Page>
>>>

Chs. 11/12 - Types of Solids and IAF:
How do you know what type of a solid you have by looking at the formula?
Two of the types are pretty easy.
1) Metals: metallic forces (sea of e- and band theory).
You will simply see the symbol for the element
a) Ex: Na, Fe, Cu, Bi, W, etc.
Strength (hardness) and melting point varies widely. Depends strongly on the number
of valence e- and thus the position in the periodic table. Generally, the hardness
and m.p. increase from either end of the metals toward the middle of the transition
metals. The transition metals in the middle of the P.T. tend to be the hardest
and have the highest m.p. (Cr, Mn, Fe, Co, Ni, Mo, W). The metals on the "sides" of
the P.T. (ends of the rows) are the softest and have lower m.p. (Na, K, Rb, Cs, Mg, Ca,
Ga, In, Sn, Pb).

<<<

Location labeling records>
>>>

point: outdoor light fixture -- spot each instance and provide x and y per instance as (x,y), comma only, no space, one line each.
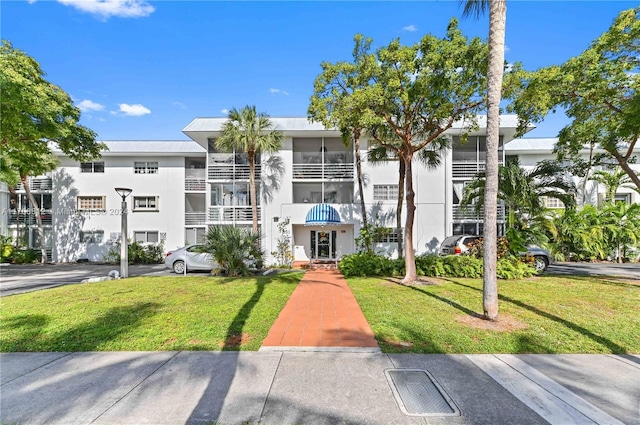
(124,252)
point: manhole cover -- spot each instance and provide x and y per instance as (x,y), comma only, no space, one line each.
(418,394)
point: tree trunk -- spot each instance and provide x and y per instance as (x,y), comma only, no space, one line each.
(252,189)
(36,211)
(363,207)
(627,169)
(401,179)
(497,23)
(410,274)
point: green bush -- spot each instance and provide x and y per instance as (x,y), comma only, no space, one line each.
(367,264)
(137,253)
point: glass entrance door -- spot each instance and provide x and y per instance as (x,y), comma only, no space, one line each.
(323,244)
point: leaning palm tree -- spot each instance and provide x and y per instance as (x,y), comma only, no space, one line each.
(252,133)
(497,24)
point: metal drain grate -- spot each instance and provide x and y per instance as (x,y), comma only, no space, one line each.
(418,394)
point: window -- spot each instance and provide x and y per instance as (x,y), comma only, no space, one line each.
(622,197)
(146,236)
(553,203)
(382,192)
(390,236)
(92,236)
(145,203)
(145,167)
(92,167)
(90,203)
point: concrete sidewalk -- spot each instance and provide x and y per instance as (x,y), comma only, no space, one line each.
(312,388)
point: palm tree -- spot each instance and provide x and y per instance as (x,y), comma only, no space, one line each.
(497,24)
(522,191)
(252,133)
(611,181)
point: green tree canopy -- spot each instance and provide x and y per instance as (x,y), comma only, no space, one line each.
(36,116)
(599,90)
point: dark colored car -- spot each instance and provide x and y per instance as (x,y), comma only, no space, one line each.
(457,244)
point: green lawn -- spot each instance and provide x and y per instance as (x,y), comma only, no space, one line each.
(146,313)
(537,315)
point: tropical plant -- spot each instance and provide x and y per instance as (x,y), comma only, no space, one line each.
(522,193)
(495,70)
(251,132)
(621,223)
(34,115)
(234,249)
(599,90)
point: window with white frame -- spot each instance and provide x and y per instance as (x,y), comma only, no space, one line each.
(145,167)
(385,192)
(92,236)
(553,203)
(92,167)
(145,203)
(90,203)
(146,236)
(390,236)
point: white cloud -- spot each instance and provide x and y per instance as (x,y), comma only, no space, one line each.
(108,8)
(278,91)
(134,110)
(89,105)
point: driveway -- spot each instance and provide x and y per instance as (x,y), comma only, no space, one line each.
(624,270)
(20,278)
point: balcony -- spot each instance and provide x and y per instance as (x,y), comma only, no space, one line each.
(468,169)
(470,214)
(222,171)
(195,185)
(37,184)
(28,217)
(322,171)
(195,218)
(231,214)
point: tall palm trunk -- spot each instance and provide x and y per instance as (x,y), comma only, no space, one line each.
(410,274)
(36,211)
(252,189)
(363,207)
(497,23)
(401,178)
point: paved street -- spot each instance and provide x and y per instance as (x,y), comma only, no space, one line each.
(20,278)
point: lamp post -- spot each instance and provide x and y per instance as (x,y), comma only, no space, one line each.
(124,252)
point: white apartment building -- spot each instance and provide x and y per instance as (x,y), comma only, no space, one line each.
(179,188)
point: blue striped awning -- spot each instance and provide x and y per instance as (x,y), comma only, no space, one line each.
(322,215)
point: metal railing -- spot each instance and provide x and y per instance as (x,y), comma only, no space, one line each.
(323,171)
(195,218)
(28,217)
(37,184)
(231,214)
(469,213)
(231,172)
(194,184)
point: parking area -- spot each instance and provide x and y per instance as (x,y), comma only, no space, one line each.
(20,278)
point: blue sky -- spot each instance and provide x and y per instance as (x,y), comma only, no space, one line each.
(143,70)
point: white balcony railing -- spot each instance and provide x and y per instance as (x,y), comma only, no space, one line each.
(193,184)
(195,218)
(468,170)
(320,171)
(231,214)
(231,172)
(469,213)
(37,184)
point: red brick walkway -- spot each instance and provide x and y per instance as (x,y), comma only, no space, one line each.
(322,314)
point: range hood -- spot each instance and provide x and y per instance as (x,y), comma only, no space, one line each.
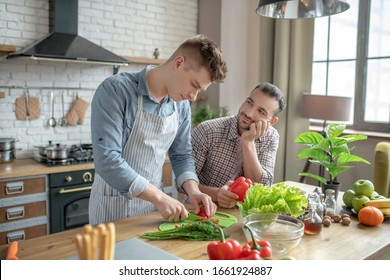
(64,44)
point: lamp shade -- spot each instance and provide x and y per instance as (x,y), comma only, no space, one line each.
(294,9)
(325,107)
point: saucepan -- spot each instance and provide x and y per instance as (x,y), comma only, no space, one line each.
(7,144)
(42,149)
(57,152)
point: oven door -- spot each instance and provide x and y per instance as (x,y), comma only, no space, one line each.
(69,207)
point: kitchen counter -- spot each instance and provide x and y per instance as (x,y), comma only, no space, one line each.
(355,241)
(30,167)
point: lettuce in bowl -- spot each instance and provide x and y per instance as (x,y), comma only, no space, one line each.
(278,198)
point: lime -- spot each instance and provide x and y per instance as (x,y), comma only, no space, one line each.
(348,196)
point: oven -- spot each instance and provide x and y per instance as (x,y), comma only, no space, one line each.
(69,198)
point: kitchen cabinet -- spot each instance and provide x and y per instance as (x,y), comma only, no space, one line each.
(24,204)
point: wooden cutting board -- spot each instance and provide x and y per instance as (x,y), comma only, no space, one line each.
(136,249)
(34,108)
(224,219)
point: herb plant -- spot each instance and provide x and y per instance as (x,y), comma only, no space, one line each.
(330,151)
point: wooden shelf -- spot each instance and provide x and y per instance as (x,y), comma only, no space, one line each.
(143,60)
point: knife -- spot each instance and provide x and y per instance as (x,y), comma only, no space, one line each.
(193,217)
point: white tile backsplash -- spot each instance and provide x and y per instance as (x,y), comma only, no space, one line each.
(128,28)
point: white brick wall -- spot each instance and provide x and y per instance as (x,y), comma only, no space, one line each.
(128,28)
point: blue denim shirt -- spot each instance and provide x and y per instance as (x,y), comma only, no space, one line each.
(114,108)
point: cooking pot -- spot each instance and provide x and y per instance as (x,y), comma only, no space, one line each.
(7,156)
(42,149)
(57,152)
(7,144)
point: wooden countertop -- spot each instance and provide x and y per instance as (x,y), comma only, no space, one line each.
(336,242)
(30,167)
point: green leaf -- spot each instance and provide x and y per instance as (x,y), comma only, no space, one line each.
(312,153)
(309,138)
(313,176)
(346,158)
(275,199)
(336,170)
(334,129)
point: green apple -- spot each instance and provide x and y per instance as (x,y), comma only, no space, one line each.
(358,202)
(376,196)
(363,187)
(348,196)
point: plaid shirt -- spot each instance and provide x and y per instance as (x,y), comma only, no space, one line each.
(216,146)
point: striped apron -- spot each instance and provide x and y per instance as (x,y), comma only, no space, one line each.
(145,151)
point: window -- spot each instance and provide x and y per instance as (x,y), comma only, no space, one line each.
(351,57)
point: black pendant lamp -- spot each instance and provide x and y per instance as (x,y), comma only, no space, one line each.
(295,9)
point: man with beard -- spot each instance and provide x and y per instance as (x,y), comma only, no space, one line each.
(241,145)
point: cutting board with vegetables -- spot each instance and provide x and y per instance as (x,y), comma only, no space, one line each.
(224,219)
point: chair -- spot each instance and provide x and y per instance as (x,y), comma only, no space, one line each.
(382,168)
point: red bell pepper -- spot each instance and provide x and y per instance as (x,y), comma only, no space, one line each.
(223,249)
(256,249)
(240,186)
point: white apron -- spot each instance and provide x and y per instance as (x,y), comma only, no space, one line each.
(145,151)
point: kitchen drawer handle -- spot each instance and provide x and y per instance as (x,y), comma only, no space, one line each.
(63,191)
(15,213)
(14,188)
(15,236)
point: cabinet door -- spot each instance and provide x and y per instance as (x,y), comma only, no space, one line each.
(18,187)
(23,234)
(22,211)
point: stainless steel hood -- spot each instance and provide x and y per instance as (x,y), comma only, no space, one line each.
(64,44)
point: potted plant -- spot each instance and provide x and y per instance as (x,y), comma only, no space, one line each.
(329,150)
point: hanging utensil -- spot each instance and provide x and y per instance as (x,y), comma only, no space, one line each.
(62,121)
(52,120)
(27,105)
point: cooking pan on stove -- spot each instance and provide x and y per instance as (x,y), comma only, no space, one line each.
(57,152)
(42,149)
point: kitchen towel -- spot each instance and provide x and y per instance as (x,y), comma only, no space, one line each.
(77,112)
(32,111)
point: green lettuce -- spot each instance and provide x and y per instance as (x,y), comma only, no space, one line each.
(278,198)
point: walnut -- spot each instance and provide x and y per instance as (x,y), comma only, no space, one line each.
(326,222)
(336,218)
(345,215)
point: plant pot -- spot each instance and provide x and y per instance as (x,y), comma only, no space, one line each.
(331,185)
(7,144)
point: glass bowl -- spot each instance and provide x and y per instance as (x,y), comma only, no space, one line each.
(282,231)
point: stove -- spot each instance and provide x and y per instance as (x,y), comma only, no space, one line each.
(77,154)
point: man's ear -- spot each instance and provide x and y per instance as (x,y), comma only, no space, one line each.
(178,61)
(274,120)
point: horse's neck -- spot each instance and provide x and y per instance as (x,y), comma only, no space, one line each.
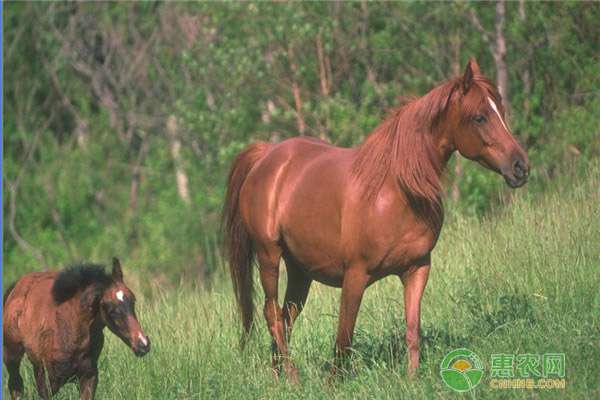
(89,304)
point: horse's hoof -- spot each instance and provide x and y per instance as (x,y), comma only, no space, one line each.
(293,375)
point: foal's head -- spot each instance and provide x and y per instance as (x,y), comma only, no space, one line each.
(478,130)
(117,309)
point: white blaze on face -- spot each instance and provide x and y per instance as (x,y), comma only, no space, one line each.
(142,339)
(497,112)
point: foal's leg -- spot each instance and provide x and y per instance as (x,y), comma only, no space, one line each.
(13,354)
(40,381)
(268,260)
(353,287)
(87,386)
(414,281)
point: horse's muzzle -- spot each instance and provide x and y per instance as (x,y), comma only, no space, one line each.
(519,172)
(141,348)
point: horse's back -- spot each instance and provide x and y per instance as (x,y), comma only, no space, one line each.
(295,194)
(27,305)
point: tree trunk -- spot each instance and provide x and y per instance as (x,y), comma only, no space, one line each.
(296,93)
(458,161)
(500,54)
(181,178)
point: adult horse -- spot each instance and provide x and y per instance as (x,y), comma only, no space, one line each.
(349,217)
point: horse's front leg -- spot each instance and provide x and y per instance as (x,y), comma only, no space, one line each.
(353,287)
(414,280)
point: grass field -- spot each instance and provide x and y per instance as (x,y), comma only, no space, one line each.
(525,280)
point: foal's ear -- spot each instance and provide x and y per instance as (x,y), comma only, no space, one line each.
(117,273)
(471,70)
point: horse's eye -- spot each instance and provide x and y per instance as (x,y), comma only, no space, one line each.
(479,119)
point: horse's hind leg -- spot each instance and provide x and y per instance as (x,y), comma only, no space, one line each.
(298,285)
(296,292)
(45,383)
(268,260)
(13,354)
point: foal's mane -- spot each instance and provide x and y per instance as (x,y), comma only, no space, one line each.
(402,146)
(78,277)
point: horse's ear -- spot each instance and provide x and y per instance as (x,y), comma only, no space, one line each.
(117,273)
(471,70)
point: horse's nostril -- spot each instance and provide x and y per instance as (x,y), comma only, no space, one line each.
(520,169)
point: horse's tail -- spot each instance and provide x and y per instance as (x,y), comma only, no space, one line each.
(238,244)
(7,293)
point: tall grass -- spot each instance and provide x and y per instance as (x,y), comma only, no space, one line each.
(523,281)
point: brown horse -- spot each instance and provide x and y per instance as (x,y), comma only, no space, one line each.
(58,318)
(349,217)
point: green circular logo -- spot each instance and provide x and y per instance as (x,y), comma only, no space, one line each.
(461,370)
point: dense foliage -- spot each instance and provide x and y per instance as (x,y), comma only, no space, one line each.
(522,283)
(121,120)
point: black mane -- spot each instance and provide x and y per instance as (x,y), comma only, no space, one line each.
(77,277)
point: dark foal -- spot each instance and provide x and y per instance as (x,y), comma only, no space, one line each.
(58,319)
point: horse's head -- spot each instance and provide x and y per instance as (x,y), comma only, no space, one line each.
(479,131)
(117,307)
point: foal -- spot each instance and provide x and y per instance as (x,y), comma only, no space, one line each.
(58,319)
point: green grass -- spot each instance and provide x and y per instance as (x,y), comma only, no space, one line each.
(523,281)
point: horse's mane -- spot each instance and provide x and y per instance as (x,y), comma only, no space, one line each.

<<<

Set task> Continue the chemistry notes on types of solids from the point where they end.

Task response>
Hardness and m.p. INC. in the P.T. from the outer edges toward
the middle of the transition metals
rep. metals ------> middle of transition metals <----- rep. metals
2) Covalent Network: One "giant molecule" (crystal) held together by strong covalent bonds
and lots and lots of them. Among strongest and highest melting.
a) C, Si, Ge, Sn(gray tin) - note these are all Group 4A elements
These all have the diamond arrangement, each atom is tetrahedrally covalently
bonded to 4 other atoms.
Diamond are the hardest and highest melting substance.
b) Just a few others: C(graphite - not as strong as diamond), SiC, BN, GeO2,
SiO2 (quartz form). If I write SiO2(s) I mean quartz.
NOTE: These are in group 4A or on either side of group 4A.
Now for ionic and molecular solids. These aren't as hard as you may think.
3) Ionic: Ionic forces of attraction. Depends on the Lattice Energy, which depends
directly on the charges of the ions and inversely on distance between
them,
(Q+)*(Q-) (Q+)*(Q-)
F(ion-ion) => --------- LE => ---------
d2 d
Ionic cmpds. with smaller higher charged ions will have greater LE and
be higher melting (and also tend to be less soluble).
a) If the formula has "metal""nonmetal" it is ionic unless you're told otherwise
Ex.: NaCl, CaO, Fe2O3, etc.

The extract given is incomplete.